### To do
I'd like the entries reproduced exactly, with the images omitted.

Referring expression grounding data

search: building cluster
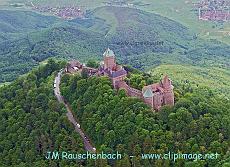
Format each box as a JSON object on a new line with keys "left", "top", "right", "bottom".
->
{"left": 195, "top": 0, "right": 230, "bottom": 21}
{"left": 32, "top": 4, "right": 85, "bottom": 19}
{"left": 65, "top": 48, "right": 174, "bottom": 111}
{"left": 104, "top": 2, "right": 135, "bottom": 7}
{"left": 66, "top": 60, "right": 97, "bottom": 76}
{"left": 195, "top": 0, "right": 230, "bottom": 7}
{"left": 199, "top": 9, "right": 230, "bottom": 21}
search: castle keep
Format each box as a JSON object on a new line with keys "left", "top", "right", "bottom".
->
{"left": 66, "top": 48, "right": 174, "bottom": 111}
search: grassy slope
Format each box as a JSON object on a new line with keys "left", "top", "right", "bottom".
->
{"left": 92, "top": 7, "right": 118, "bottom": 37}
{"left": 139, "top": 0, "right": 230, "bottom": 45}
{"left": 151, "top": 64, "right": 230, "bottom": 98}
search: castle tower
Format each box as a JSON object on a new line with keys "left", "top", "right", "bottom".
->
{"left": 162, "top": 75, "right": 174, "bottom": 106}
{"left": 143, "top": 87, "right": 154, "bottom": 109}
{"left": 103, "top": 48, "right": 116, "bottom": 70}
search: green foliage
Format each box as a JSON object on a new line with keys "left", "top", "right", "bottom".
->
{"left": 0, "top": 7, "right": 229, "bottom": 87}
{"left": 61, "top": 73, "right": 230, "bottom": 166}
{"left": 81, "top": 68, "right": 89, "bottom": 79}
{"left": 0, "top": 60, "right": 85, "bottom": 166}
{"left": 0, "top": 23, "right": 107, "bottom": 83}
{"left": 151, "top": 64, "right": 230, "bottom": 98}
{"left": 0, "top": 2, "right": 229, "bottom": 167}
{"left": 126, "top": 73, "right": 157, "bottom": 90}
{"left": 86, "top": 59, "right": 99, "bottom": 68}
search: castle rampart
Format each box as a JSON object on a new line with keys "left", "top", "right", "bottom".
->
{"left": 117, "top": 81, "right": 143, "bottom": 98}
{"left": 66, "top": 48, "right": 174, "bottom": 111}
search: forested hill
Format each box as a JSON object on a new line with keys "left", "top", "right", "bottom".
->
{"left": 0, "top": 7, "right": 230, "bottom": 83}
{"left": 0, "top": 10, "right": 58, "bottom": 33}
{"left": 0, "top": 59, "right": 230, "bottom": 166}
{"left": 0, "top": 10, "right": 60, "bottom": 43}
{"left": 60, "top": 70, "right": 230, "bottom": 167}
{"left": 90, "top": 6, "right": 230, "bottom": 70}
{"left": 0, "top": 60, "right": 87, "bottom": 167}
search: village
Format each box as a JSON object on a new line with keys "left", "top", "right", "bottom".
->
{"left": 195, "top": 0, "right": 230, "bottom": 21}
{"left": 64, "top": 48, "right": 174, "bottom": 111}
{"left": 31, "top": 2, "right": 85, "bottom": 20}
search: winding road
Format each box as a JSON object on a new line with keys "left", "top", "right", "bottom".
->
{"left": 54, "top": 70, "right": 96, "bottom": 152}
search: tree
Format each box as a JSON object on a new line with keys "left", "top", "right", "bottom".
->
{"left": 117, "top": 154, "right": 131, "bottom": 167}
{"left": 87, "top": 60, "right": 99, "bottom": 68}
{"left": 81, "top": 68, "right": 88, "bottom": 79}
{"left": 105, "top": 130, "right": 116, "bottom": 148}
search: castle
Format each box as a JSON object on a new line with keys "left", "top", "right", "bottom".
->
{"left": 66, "top": 48, "right": 174, "bottom": 111}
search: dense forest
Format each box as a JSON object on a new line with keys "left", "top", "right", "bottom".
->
{"left": 60, "top": 70, "right": 230, "bottom": 167}
{"left": 0, "top": 60, "right": 88, "bottom": 167}
{"left": 0, "top": 58, "right": 229, "bottom": 166}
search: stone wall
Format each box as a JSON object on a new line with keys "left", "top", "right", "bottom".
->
{"left": 117, "top": 81, "right": 143, "bottom": 98}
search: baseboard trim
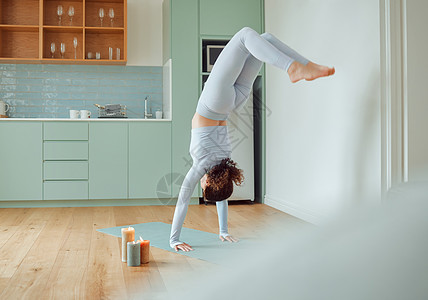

### Reply to the exercise
search: building cluster
Format each box as a JSON object on a new line with keys "left", "top", "right", "bottom".
->
{"left": 195, "top": 0, "right": 230, "bottom": 21}
{"left": 32, "top": 4, "right": 85, "bottom": 19}
{"left": 65, "top": 48, "right": 174, "bottom": 111}
{"left": 104, "top": 2, "right": 135, "bottom": 7}
{"left": 66, "top": 60, "right": 97, "bottom": 76}
{"left": 195, "top": 0, "right": 230, "bottom": 7}
{"left": 199, "top": 9, "right": 230, "bottom": 21}
search: castle keep
Format each box as a JSON object on a new line with keys "left", "top", "right", "bottom".
->
{"left": 66, "top": 48, "right": 174, "bottom": 111}
search: grassy slope
Format each box as a JSON object on a new line with keys "left", "top", "right", "bottom".
->
{"left": 92, "top": 7, "right": 118, "bottom": 37}
{"left": 139, "top": 0, "right": 230, "bottom": 45}
{"left": 151, "top": 64, "right": 230, "bottom": 98}
search: castle tower
Format each box as a JSON object on a new line with keys "left", "top", "right", "bottom".
->
{"left": 162, "top": 75, "right": 174, "bottom": 106}
{"left": 143, "top": 87, "right": 154, "bottom": 109}
{"left": 103, "top": 48, "right": 116, "bottom": 70}
search: green foliage
Format each box as a JSON object on a new line with keys "left", "top", "right", "bottom".
->
{"left": 0, "top": 7, "right": 229, "bottom": 87}
{"left": 61, "top": 73, "right": 230, "bottom": 166}
{"left": 81, "top": 68, "right": 89, "bottom": 79}
{"left": 0, "top": 60, "right": 85, "bottom": 166}
{"left": 0, "top": 23, "right": 107, "bottom": 83}
{"left": 151, "top": 64, "right": 230, "bottom": 98}
{"left": 0, "top": 2, "right": 229, "bottom": 167}
{"left": 126, "top": 73, "right": 157, "bottom": 90}
{"left": 86, "top": 59, "right": 99, "bottom": 68}
search: castle rampart
Format each box as a JSON object on a new line with keys "left", "top", "right", "bottom".
->
{"left": 117, "top": 81, "right": 143, "bottom": 98}
{"left": 66, "top": 48, "right": 174, "bottom": 111}
search: forested hill
Format each box as a JSON object on a new line with keys "left", "top", "right", "bottom".
->
{"left": 0, "top": 7, "right": 230, "bottom": 83}
{"left": 0, "top": 10, "right": 58, "bottom": 33}
{"left": 0, "top": 59, "right": 230, "bottom": 166}
{"left": 0, "top": 10, "right": 60, "bottom": 43}
{"left": 60, "top": 70, "right": 230, "bottom": 167}
{"left": 90, "top": 6, "right": 230, "bottom": 70}
{"left": 0, "top": 60, "right": 87, "bottom": 167}
search: village
Format each box as a JSON object on a new line with keys "left", "top", "right", "bottom".
->
{"left": 195, "top": 0, "right": 230, "bottom": 21}
{"left": 64, "top": 48, "right": 174, "bottom": 111}
{"left": 31, "top": 2, "right": 85, "bottom": 20}
search: winding road
Format each box as a JSON object on a new line with keys "left", "top", "right", "bottom".
->
{"left": 54, "top": 70, "right": 96, "bottom": 152}
search: tree
Format each box as a JSON object on a new line with keys "left", "top", "right", "bottom".
->
{"left": 117, "top": 154, "right": 131, "bottom": 167}
{"left": 87, "top": 60, "right": 99, "bottom": 68}
{"left": 81, "top": 68, "right": 88, "bottom": 79}
{"left": 105, "top": 130, "right": 116, "bottom": 148}
search: castle
Format each box as a JSON object on a new line with keys "left", "top", "right", "bottom".
->
{"left": 66, "top": 48, "right": 174, "bottom": 111}
search: dense forest
Format each box as a JSON object on a new line with keys "left", "top", "right", "bottom".
->
{"left": 60, "top": 70, "right": 230, "bottom": 167}
{"left": 0, "top": 60, "right": 88, "bottom": 167}
{"left": 0, "top": 58, "right": 229, "bottom": 166}
search: stone wall
Format each box as a JSON object on a new line with keys "left", "top", "right", "bottom".
->
{"left": 117, "top": 81, "right": 143, "bottom": 98}
search: baseboard trim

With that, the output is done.